** Start Passage given **

Monday 1 February 2010

Amiable Irish Poets (The Prize)

Charles Christian writes on his blog that serious publishers are not taking any more poetry submissions other than through agents. It appears that there is too much plagiarism going on. Christian reports that a poem of his which won a 1st prize was plagiarised and subsequently appeared in a publication under another author's name.
In the following tongue-in-cheek episode Amiable Irish Poets (The Prize) there is no suggestion that Ireland is a hotbed of plagiarism; quite the contrary.
So, with no agent at one's elbow, what's on offer? Poets can still send their worst poems to the so-called Vanity Press for publication and then resist the temptation to buy the de-luxe coffee table anthology or framed print etc. or even refuse to take advantage of the no-expenses paid special invitation to travel to a ****hotel at the end of the world to claim a prize, perhaps a piece of engraved glassware.
Some years ago Poet-in-Residence tested the Vanity Press waters. A 3rd place bronze medal duly arrived in the post. Yes, it can be done. But, if you have to share your worst poems in an expensively thick anthology with 100's of other people's even worser poems, and believe me they will be even worser, what's the point?

Amiable Irish Poets (The Prize)

"It's himself. Look yonder boys, it's himself."
"Well, so it is. Well, how's he doing?"
"Ask him how he's doing."
"It's been a while."
"Three weeks at least."
"I'll say it has."
"Go on, ask him."

"So how's it going? It's been a while."

"He's very quiet"
"What's that bulge under his arm?"

"What's that under your oxter Sam?"

Me Prize

"His prize me lads."
"It's a flower pot, I'm guessing at."

"And what's it for, this prize of yours?"

** End Passage given **
** Start Given records **

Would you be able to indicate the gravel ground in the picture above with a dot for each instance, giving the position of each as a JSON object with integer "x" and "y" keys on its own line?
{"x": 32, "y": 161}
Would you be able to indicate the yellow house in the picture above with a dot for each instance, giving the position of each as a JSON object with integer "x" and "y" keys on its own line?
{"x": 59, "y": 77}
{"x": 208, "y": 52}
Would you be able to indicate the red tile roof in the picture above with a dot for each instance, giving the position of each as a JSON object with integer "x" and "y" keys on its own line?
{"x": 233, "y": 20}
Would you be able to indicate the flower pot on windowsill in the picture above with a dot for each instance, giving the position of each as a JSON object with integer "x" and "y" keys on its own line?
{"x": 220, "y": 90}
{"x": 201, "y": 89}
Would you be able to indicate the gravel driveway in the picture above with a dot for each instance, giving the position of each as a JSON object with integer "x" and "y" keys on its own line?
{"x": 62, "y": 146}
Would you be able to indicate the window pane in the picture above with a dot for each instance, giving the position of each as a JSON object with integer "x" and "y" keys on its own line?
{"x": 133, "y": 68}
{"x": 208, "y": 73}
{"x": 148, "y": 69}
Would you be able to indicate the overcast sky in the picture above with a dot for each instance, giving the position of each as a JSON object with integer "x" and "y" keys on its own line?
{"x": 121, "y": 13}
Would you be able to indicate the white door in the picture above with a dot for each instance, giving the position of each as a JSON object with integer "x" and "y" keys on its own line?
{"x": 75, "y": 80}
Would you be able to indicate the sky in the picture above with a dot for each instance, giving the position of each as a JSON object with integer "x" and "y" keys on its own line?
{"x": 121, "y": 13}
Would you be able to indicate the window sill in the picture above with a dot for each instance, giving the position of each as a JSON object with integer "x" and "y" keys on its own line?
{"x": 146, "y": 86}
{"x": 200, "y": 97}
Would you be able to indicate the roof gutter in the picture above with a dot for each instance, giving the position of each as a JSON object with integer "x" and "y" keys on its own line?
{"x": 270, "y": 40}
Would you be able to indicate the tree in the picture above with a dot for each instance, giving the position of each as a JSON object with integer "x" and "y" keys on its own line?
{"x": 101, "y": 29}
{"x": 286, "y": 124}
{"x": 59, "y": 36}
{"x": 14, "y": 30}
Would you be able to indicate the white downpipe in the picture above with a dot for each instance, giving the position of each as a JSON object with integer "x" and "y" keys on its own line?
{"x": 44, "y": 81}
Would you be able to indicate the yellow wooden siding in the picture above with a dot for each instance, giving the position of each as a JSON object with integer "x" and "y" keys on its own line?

** End Given records **

Instructions
(1) In the blog post, what arrived in the post after Poet-in-Residence tested the Vanity Press waters?
(2) Please repeat the blog post word for word between "Monday 1 February" and "quite the contrary.", inclusive.

Set of answers
(1) A 3rd place bronze medal.

(2)
Monday 1 February 2010

Amiable Irish Poets (The Prize)

Charles Christian writes on his blog that serious publishers are not taking any more poetry submissions other than through agents. It appears that there is too much plagiarism going on. Christian reports that a poem of his which won a 1st prize was plagiarised and subsequently appeared in a publication under another author's name.
In the following tongue-in-cheek episode Amiable Irish Poets (The Prize) there is no suggestion that Ireland is a hotbed of plagiarism; quite the contrary.